What this task involves: Please copy out word for word the part of the items below that opens with the line containing "stone wall, which" and runs through the last of the items, including both ends.

Data in this exercise:
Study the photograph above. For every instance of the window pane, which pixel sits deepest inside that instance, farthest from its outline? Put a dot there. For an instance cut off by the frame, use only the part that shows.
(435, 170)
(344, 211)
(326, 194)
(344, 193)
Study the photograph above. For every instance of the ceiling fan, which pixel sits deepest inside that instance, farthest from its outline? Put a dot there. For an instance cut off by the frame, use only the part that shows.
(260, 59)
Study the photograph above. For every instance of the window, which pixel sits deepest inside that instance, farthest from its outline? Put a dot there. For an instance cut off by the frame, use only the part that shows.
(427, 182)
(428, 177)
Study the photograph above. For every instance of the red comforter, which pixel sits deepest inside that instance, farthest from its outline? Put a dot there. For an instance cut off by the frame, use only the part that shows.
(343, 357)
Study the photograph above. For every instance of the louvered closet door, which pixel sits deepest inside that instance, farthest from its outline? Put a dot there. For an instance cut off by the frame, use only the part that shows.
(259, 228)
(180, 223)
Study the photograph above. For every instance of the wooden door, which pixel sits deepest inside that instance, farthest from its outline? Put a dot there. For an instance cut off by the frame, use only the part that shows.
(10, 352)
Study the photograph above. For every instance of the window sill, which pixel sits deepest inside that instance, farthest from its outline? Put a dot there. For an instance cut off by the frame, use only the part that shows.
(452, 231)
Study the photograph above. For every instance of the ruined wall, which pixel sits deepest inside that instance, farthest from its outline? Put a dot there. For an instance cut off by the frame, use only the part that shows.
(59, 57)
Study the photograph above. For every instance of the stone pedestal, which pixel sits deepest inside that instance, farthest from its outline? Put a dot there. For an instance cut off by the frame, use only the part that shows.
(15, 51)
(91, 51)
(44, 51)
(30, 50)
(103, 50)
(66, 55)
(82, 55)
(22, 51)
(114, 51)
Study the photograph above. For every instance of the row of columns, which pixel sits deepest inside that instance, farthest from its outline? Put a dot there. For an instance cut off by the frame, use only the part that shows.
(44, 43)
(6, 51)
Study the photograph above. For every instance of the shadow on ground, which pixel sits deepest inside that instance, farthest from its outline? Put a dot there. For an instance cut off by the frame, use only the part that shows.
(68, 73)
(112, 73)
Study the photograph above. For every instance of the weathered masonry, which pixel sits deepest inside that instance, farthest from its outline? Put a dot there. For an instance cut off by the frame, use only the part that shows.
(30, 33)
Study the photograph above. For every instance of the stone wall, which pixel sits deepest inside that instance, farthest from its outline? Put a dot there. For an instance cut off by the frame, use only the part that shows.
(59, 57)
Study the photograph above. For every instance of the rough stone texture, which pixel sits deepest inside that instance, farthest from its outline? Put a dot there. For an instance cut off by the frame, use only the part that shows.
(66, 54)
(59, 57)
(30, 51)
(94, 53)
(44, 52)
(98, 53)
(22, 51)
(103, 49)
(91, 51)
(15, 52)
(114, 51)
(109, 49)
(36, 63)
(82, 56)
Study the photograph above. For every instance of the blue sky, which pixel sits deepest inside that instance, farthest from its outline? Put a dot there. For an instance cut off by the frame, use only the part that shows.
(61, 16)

Exercise response:
Study the photograph above. For every instance of the stone wall, which pixel sits deepest inside that instance, farthest from its outline? Put a dot there. For an instance cut off by the frame, use only the part that shows.
(59, 57)
Study the photograph above. For every instance of the rough stone texture, which pixel sits deepest inside that instance, farthest from its outline? Put a dot there. For an instance cut off by the frame, use only the part that shows.
(66, 54)
(59, 57)
(30, 51)
(94, 53)
(44, 52)
(98, 53)
(22, 51)
(103, 49)
(91, 51)
(15, 52)
(114, 51)
(109, 49)
(36, 63)
(82, 56)
Study the photograph above. For every instance of the blue sky, which pixel sits deepest inside that instance, farthest from its outline? Put a dot there. For an instance cut off by the frame, use only the part that shows.
(61, 16)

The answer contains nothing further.